» DATA
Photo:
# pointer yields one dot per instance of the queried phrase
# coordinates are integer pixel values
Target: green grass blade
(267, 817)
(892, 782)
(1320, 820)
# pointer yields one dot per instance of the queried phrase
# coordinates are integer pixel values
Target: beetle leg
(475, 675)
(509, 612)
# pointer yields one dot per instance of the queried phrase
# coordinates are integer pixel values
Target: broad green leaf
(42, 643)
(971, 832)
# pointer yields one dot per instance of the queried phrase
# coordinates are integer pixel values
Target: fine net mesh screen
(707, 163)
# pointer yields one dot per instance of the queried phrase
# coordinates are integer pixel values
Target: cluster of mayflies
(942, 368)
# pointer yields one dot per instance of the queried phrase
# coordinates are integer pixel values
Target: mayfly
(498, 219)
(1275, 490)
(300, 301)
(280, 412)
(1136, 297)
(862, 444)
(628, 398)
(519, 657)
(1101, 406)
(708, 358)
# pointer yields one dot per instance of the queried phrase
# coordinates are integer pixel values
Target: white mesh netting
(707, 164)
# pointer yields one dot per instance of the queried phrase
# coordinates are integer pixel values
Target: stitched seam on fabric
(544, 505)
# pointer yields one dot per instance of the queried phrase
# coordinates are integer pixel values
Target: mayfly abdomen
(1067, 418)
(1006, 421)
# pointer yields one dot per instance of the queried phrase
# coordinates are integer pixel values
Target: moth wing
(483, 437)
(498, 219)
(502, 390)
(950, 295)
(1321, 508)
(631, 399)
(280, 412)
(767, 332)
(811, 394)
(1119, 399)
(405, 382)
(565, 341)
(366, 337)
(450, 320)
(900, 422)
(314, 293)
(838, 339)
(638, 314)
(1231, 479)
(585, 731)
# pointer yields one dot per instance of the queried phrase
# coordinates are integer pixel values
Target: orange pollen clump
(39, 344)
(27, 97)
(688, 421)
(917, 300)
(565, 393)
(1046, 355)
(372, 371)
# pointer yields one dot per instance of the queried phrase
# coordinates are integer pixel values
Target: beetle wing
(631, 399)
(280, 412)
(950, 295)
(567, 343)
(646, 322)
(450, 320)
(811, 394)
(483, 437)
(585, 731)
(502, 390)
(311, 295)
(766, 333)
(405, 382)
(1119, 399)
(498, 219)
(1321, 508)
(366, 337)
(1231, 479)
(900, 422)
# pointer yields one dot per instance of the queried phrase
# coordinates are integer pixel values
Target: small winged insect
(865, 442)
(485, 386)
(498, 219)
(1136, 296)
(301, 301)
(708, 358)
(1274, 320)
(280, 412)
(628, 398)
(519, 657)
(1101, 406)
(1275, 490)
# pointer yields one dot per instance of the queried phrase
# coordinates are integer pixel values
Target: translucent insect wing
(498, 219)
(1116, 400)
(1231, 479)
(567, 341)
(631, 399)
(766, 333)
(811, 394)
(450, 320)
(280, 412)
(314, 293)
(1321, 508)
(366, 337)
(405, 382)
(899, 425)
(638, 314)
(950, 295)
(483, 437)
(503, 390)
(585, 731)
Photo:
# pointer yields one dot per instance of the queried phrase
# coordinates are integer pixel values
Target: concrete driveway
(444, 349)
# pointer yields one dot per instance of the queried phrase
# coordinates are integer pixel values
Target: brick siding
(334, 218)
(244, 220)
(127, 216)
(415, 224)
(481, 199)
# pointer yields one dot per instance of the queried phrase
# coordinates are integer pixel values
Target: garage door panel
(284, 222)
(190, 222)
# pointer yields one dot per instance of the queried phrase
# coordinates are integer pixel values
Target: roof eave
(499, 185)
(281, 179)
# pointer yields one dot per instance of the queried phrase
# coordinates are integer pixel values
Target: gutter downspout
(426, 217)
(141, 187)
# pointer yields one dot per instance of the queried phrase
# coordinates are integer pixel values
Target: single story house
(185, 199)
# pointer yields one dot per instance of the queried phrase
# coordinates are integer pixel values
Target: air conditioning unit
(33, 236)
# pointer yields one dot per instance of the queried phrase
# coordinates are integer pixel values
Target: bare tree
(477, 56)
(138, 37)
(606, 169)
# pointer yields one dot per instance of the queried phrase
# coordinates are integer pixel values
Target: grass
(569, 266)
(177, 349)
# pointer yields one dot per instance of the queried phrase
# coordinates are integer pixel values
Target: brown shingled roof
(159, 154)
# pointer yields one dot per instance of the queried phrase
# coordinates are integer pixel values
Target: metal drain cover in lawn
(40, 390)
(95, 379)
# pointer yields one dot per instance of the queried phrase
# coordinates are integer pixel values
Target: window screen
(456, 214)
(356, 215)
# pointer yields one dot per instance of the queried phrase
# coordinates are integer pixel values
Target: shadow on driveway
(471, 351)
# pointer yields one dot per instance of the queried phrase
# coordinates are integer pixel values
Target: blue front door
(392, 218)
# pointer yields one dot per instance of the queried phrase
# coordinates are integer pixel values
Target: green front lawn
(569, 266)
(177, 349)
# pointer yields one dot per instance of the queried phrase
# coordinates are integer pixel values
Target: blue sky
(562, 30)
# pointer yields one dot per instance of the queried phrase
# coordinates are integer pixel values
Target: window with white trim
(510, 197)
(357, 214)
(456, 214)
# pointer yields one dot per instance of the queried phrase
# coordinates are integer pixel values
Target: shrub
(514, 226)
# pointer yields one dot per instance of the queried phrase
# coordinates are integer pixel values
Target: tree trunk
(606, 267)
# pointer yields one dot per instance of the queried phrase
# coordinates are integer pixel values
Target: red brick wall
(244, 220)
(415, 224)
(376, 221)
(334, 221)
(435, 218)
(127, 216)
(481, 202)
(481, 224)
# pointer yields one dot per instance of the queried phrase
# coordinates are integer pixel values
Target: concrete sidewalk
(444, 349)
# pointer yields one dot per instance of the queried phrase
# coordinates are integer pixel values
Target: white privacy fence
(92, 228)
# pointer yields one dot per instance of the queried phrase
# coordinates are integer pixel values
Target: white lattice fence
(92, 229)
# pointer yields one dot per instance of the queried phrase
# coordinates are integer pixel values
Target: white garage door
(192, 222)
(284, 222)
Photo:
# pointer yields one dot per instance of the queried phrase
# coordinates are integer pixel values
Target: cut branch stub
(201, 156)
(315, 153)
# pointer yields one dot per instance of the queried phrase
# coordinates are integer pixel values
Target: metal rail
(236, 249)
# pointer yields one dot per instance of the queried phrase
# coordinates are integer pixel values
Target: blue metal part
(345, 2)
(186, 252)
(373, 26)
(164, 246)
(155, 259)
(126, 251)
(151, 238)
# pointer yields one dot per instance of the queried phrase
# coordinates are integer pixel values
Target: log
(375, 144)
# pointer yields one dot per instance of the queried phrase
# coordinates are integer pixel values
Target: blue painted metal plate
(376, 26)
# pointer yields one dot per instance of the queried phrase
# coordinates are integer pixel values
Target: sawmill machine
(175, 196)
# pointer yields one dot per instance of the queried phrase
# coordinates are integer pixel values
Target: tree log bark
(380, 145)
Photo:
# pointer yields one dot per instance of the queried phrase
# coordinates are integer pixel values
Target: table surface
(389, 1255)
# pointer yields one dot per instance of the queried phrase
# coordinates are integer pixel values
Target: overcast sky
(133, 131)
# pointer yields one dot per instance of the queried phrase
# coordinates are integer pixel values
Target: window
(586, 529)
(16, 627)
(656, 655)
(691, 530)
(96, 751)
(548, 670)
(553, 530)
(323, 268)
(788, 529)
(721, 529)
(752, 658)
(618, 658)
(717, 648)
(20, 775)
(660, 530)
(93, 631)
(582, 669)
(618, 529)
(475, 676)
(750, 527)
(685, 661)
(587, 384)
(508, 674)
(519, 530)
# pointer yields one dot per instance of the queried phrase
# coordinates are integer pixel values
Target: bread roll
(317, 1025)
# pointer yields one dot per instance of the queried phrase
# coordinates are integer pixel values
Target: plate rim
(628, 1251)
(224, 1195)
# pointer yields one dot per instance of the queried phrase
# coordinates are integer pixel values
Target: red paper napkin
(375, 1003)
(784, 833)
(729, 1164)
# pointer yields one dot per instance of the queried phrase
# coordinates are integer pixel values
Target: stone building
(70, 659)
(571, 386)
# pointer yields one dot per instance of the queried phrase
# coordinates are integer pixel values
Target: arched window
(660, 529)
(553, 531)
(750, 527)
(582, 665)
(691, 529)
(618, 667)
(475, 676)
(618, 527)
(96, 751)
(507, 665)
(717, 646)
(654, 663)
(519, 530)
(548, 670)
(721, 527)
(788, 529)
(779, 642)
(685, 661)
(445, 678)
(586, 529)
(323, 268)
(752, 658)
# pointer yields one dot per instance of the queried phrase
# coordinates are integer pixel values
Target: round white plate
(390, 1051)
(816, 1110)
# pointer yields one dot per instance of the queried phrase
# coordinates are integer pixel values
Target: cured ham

» WORK TO COMPLETE
Taking the line with "Target: arched window" as the start and the last line of the data above as the end, write out those two lines and every line between them exactly, and only those.

» OUTPUT
Target: arched window
(660, 529)
(553, 531)
(750, 527)
(582, 665)
(691, 529)
(618, 667)
(475, 676)
(618, 527)
(96, 751)
(507, 665)
(717, 646)
(654, 663)
(519, 530)
(548, 670)
(721, 527)
(788, 529)
(779, 642)
(685, 661)
(445, 678)
(586, 529)
(323, 268)
(752, 658)
# pointer yields one dot per instance of the queried phrase
# coordinates are integer pixel values
Target: round white plate
(390, 1051)
(816, 1110)
# pointer yields one dot per instance of the queried phrase
# coordinates are integer pixel values
Target: cured ham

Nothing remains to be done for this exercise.